DOCUMENT SEGMENT:
┄┄┄┄┄┄┄┄┄┄
Aug. 15 2012 08:07 AM

Synth-rock songwriter takes a pessimistic look at love

Twin Shadow’s George Lewis Jr. wonders whether relationships need to be eternal.
Photo by Tina Tyrell

There aren’t many happy endings in Twin Shadow’s songs. Hearts break often. Love doesn’t last forever. Romantic trysts are generally a one-time occurrence. In short: Someone’s bound to get hurt.

Building on his hazy, emotionally charged 2010 debut, Forget, Twin Shadow’s George Lewis Jr. goes even deeper into places of emotional vulnerability and confusion on his new album, Confess. Set against a backdrop of booming, new-wave synthesizers, Prince-style funk and Springsteen-esque ballads, Lewis sings about lovers hanging on to fleeting moments, or picking up the pieces once those moments come to a screeching halt. “This isn’t love,” he croons on “Run My Heart,” an album highlight. “I’m just a boy / you’re just a girl.”

This pessimistic, almost fatalistic view of relationships comes directly from Lewis’ experiences. Being a full-time performer and touring musician doesn’t lend itself well to starting up long-term relationships, and having such a tight budget on personal time inevitably means not being able to devote much time to anyone.

“I’m writing all about my life, and I question a lot,” Lewis says from his home in Los Angeles. “I question whether a relationship always needs to be eternal. We’re friends now, but do we have to be friends to the death? I don’t know if I believe in that. I think sometimes relationships need to have an end. I don’t think that’s the goal, though, and people have a hard time letting go.
┄┄┄┄┄┄┄┄┄┄
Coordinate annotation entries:
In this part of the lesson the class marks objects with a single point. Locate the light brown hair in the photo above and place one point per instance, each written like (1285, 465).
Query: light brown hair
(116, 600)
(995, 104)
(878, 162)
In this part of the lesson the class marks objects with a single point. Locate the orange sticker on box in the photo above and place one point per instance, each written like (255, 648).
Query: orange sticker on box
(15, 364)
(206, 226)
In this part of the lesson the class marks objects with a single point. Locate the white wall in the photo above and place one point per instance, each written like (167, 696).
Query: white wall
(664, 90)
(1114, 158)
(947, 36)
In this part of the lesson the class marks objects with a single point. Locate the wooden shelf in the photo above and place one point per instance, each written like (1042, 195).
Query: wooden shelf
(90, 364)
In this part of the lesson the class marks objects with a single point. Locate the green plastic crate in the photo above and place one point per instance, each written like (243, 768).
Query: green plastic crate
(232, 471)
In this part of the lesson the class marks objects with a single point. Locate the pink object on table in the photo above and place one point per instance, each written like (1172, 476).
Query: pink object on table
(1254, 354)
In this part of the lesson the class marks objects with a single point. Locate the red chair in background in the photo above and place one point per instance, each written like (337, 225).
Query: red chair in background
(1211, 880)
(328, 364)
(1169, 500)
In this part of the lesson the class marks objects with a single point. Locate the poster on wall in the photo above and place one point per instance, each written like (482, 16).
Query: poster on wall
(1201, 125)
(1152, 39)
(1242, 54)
┄┄┄┄┄┄┄┄┄┄
TASKS TO CARRY OUT:
(1) Answer these from the Twin Shadow article, one line each:
(a) What is the title of Twin Shadow's 2010 debut album?
(b) On which song does Lewis croon "This isn't love"?
(c) In what city is Lewis's home?
(2) Extend the Twin Shadow article with a few more paragraphs, starting after its last sentence.

ANSWERS BELOW:
(1)
(a) Forget
(b) "Run My Heart"
(c) Los Angeles

(2)
“I have a lot of frustration with that, and I struggle with giving a healthy amount of time with one person,” he continues. “A lot of my friends get upset with me for lack of contact. Am I being selfish? Maybe, but I literally don’t have the time. And the record is me going through that.”

So, it’s not just a clever title: Confess is, for all intents and purposes, a collection of confessions (and reflections and regrets). Lewis’ songs never get bogged down in tawdry gossip or navel gazing, however. Part of that comes from the verve and dance-friendly vibe of the record—one of Lewis’ goals was to create something more energetic than its predecessor. And part of it comes from a concerted effort to strip affectation from his lyrics.

“Slowly, as I was creating it, I realized there were some things I wanted to do,” he says. “I wanted to speak more directly. I kept reminding myself to write like I would speak in real life. I just wanted to be a bit more direct. Rather than trying to kind of— for lack of a better word—be poetic. I just wanted to have a more direct line with reality, rather than fantasy.”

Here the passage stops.